**Quoted text**
--- Begin ---
The Blockade Runners by Dave Horner is one of the best books written about the sleek, fast Confederate ships. Credit: Dave Horner

The Lynx and scores of other blockade runners remain historic time capsules sunk in the Graveyard of the Atlantic. They lie on the shifting sands of a bending coastline and the treacherous shoals of Cape Fear. Exploring them is no picnic. Currents, sediment and sometimes zero visibility discourage some divers, but those truly interested in history labor on. The Condor is a popular site lying 700 yards off Kure Beach in 25 feet of water. Much of the wreck remains including her paddle wheels, engine and parts of the superstructure scattered across the bottom.

Those who have been fortunate enough to work with conservancy groups have helped foster unity and cooperation among blockade runner history buffs and museum officials. That’s where the blockade runners sail again—in the many museums that harbor their narratives and artifacts. Moreover, they live in the hearts of those who seek to restore the heritage that will forever belong to Old Dixie.

Note: Blockade runner artifacts are on display at the North Carolina Museum at Raleigh, the North Carolina Museum at Beaufort, the North Carolina Museum at Southport and the Ft. Fisher State Historic Site and Museum, Kure Beach. Information about the museums and diving on the wrecks may be obtained by calling: (919) 814-6550. For general information, Google: North Carolina Dept. of Natural & Cultural Resources (DNCR).
--- End ---
(Records from a point annotation dataset)
--- Begin ---
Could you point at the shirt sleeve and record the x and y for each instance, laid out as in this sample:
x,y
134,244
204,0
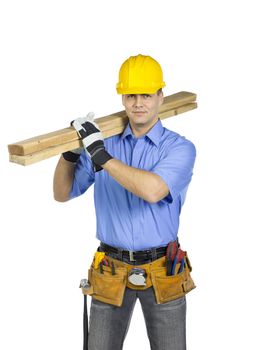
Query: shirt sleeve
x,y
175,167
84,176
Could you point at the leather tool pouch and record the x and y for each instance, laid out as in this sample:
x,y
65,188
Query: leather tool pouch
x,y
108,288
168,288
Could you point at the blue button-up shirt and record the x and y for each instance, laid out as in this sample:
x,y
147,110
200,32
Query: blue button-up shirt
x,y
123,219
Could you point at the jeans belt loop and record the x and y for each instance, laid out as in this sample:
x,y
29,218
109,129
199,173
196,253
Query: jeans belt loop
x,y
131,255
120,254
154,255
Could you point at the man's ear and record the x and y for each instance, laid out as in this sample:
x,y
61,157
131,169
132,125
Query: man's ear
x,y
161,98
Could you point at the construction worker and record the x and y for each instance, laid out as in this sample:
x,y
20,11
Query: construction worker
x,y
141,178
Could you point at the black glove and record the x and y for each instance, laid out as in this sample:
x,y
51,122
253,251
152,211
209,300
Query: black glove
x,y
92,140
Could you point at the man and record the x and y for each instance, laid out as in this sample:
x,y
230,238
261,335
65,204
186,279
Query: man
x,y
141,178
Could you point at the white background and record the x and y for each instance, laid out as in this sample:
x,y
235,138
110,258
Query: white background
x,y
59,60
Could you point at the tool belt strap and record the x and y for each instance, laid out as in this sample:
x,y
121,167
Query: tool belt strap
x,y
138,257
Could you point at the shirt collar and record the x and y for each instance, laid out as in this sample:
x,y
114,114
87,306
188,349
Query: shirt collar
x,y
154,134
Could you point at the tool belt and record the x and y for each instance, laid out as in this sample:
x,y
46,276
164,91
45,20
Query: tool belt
--- End ---
**Work to do**
Please edit the blockade runner passage between "The Blockade Runners by" and "across the bottom.", inclusive, replacing "picnic" with "simple task". This data has no connection to the blockade runner passage.

**Result**
The Blockade Runners by Dave Horner is one of the best books written about the sleek, fast Confederate ships. Credit: Dave Horner

The Lynx and scores of other blockade runners remain historic time capsules sunk in the Graveyard of the Atlantic. They lie on the shifting sands of a bending coastline and the treacherous shoals of Cape Fear. Exploring them is no simple task. Currents, sediment and sometimes zero visibility discourage some divers, but those truly interested in history labor on. The Condor is a popular site lying 700 yards off Kure Beach in 25 feet of water. Much of the wreck remains including her paddle wheels, engine and parts of the superstructure scattered across the bottom.